- GOAL OF THE EXERCISE
Transcribe the passage below about the song "I Need a Freak" word for word, in its entirety.

- PASSAGE PROVIDED
[Start]
"I Need a Freak" is an influential rap/electro song, originally released in 1983 by the musical act Sexual Harassment. It has been recorded and sampled many times, most notably by the hip hop group Black Eyed Peas for their 2005 hit song "My Humps". The song itself quotes from Antonín Dvořák's "New World Symphony."

In 2011, the song's composer, Lynn Tolliver, won a $1.2 million lawsuit against former collaborator, James McCants, who licensed use of the song without Tolliver's authorization. Tolliver, a popular, long-time DJ from WZAK in Cleveland, Ohio told the Cleveland Plain Dealer, "I don't get all that money, and I don't have any of it yet, but this couldn't have happened at a better time... I've been unemployed the last few years and was near bankruptcy, so this is a blessing." Tolliver was well-known in Cleveland for his on-air stunts and was once attacked by a gunman at the station in 1985. Tolliver is listed under his pseudonym David Payton on the album credits. The song was also released on the 1996 compilation album, Old School: Volume 6, as well as the 2000 compilation, In Da Beginning...There Was Rap.
[End]
- DATA SECTION
[Start]
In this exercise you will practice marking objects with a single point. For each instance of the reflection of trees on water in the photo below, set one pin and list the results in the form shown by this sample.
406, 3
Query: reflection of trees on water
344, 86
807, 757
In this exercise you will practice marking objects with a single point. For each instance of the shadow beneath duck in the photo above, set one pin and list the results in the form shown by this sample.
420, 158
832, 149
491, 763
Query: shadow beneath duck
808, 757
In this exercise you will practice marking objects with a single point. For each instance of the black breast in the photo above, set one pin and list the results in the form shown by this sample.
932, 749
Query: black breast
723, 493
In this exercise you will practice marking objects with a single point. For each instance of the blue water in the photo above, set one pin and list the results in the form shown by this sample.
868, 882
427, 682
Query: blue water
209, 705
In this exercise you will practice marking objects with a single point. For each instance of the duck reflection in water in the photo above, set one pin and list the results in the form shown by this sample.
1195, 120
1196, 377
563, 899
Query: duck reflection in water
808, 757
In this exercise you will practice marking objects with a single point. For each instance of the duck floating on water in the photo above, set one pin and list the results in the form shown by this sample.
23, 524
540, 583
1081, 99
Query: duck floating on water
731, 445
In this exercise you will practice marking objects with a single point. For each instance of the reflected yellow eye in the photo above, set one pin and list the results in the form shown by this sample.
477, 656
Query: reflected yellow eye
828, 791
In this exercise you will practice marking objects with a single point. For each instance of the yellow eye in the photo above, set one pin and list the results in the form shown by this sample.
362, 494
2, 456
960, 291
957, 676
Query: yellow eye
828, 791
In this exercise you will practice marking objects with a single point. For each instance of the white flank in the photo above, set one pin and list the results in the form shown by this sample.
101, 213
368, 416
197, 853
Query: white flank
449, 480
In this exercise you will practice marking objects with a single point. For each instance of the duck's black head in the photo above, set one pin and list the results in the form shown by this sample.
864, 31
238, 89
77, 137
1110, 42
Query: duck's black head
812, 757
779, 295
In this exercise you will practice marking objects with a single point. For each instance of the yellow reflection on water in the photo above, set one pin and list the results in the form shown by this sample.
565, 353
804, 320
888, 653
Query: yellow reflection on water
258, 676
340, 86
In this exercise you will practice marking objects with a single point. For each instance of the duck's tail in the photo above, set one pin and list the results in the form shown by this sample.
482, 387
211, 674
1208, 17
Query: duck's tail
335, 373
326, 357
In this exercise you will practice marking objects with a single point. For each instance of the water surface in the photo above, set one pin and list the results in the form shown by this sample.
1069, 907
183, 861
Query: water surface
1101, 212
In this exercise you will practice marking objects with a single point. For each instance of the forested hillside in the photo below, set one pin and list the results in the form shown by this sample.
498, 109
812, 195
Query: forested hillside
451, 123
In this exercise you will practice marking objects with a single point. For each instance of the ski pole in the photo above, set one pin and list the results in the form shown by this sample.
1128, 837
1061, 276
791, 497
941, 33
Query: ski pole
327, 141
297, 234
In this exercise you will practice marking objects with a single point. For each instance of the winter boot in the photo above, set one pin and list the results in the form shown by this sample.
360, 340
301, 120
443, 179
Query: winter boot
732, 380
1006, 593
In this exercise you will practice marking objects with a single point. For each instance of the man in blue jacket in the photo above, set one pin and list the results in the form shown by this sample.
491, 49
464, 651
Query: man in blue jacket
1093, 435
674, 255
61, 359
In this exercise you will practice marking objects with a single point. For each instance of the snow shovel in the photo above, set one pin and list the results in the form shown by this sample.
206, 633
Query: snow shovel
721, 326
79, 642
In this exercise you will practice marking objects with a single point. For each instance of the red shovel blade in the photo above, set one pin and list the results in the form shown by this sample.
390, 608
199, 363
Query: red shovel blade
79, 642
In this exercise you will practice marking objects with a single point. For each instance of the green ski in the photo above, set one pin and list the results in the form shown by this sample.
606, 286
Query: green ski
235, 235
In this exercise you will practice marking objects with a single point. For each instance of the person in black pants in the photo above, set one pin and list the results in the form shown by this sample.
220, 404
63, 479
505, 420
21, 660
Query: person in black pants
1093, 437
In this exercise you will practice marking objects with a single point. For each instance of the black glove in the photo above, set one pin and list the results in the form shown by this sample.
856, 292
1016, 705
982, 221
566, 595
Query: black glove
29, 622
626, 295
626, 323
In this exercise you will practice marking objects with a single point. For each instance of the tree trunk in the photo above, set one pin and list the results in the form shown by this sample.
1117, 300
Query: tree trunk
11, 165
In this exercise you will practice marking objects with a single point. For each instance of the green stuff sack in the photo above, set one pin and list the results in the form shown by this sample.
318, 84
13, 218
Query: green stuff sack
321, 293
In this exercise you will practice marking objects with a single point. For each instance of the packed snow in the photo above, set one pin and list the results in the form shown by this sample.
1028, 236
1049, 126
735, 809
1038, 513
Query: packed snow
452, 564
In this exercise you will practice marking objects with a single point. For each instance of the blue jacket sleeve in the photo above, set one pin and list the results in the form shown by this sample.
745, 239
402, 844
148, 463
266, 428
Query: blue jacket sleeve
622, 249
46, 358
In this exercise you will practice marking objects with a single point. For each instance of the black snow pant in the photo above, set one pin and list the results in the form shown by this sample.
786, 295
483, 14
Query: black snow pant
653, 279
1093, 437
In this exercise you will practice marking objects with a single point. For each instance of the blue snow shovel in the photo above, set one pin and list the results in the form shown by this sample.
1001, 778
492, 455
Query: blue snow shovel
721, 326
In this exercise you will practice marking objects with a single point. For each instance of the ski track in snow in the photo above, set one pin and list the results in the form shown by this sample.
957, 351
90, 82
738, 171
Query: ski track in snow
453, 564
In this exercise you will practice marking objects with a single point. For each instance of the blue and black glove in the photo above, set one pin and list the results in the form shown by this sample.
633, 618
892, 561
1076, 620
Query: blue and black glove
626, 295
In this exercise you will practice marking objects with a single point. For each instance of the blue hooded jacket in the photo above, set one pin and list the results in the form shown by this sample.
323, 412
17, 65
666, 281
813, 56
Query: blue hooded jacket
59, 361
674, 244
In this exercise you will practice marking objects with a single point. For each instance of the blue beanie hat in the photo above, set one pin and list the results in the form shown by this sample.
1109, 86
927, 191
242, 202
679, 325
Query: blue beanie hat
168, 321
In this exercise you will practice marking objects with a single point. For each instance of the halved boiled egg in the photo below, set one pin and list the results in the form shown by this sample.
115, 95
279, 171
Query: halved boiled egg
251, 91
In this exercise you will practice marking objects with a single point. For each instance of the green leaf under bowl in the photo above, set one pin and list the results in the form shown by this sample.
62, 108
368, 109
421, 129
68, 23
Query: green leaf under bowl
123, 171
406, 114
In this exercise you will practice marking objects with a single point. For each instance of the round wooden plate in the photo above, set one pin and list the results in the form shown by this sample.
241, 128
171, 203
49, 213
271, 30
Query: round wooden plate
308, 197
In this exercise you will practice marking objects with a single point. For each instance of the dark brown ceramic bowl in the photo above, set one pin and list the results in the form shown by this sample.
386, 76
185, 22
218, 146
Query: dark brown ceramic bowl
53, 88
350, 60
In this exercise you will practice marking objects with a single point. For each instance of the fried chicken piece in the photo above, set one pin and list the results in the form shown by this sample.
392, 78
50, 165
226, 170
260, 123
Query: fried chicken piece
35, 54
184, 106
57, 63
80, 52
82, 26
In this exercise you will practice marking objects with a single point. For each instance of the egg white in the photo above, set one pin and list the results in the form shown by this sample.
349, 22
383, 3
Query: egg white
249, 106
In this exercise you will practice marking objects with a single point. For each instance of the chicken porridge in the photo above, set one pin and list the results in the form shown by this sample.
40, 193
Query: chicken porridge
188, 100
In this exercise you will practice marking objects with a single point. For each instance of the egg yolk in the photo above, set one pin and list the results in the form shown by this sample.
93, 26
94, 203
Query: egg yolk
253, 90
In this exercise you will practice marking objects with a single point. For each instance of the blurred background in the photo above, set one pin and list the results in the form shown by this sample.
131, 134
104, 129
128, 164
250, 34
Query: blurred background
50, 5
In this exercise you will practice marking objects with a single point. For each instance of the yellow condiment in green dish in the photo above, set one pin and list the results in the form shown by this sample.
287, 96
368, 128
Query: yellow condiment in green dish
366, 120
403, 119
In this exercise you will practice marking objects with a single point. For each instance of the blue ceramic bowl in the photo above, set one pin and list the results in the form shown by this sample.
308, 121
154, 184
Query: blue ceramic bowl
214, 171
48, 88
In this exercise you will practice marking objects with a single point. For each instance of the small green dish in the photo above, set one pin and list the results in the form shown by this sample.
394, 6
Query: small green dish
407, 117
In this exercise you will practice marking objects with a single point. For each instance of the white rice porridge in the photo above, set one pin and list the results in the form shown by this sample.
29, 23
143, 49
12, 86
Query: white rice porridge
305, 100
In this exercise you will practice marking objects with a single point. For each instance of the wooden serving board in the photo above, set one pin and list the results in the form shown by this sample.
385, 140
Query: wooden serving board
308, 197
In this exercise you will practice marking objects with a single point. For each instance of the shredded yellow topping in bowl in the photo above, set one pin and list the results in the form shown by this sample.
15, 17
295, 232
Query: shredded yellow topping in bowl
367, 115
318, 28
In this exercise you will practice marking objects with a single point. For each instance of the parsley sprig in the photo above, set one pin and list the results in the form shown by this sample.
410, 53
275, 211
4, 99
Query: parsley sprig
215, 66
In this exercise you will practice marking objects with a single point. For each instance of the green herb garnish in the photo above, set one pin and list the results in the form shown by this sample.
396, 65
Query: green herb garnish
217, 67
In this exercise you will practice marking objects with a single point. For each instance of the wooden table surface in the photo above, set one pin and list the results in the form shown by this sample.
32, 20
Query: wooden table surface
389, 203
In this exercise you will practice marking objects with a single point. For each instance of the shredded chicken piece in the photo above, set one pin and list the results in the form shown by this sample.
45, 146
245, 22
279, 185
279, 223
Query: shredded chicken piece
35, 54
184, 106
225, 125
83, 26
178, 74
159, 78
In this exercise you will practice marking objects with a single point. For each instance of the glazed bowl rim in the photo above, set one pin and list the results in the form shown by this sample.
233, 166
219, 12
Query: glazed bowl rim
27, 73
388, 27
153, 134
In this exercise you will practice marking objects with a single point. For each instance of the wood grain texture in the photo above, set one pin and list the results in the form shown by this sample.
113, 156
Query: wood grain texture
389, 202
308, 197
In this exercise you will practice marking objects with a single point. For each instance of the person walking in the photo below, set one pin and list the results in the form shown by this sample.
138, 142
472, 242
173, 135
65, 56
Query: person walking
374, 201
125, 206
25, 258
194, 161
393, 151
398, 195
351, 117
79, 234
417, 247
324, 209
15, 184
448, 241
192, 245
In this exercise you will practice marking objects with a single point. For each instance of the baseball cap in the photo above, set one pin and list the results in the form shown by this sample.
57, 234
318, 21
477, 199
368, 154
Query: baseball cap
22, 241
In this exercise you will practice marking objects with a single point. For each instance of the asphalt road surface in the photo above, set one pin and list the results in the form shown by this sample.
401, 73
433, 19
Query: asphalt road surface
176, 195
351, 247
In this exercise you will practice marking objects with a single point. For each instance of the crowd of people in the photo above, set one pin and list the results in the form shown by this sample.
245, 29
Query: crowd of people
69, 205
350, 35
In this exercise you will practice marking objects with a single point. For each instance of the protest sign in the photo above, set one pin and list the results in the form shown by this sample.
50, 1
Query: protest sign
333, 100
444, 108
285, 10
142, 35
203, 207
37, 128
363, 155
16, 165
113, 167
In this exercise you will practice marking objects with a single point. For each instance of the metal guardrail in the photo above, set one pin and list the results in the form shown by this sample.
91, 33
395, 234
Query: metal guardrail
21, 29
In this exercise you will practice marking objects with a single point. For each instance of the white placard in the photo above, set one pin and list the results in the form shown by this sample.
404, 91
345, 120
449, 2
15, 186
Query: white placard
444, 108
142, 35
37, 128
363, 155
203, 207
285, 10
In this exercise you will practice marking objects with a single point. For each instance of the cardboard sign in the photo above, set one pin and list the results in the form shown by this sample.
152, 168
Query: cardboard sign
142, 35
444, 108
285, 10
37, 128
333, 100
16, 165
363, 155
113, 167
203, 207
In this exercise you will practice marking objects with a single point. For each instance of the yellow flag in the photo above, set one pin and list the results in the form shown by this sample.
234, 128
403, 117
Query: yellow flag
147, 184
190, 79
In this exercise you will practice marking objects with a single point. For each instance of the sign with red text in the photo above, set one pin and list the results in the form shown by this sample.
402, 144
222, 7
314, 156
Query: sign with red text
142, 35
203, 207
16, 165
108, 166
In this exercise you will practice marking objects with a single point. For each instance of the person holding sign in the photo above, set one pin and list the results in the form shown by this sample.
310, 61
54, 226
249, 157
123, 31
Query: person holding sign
[End]
- ANSWER IN FULL
"I Need a Freak" is an influential rap/electro song, originally released in 1983 by the musical act Sexual Harassment. It has been recorded and sampled many times, most notably by the hip hop group Black Eyed Peas for their 2005 hit song "My Humps". The song itself quotes from Antonín Dvořák's "New World Symphony."

In 2011, the song's composer, Lynn Tolliver, won a $1.2 million lawsuit against former collaborator, James McCants, who licensed use of the song without Tolliver's authorization. Tolliver, a popular, long-time DJ from WZAK in Cleveland, Ohio told the Cleveland Plain Dealer, "I don't get all that money, and I don't have any of it yet, but this couldn't have happened at a better time... I've been unemployed the last few years and was near bankruptcy, so this is a blessing." Tolliver was well-known in Cleveland for his on-air stunts and was once attacked by a gunman at the station in 1985. Tolliver is listed under his pseudonym David Payton on the album credits. The song was also released on the 1996 compilation album, Old School: Volume 6, as well as the 2000 compilation, In Da Beginning...There Was Rap.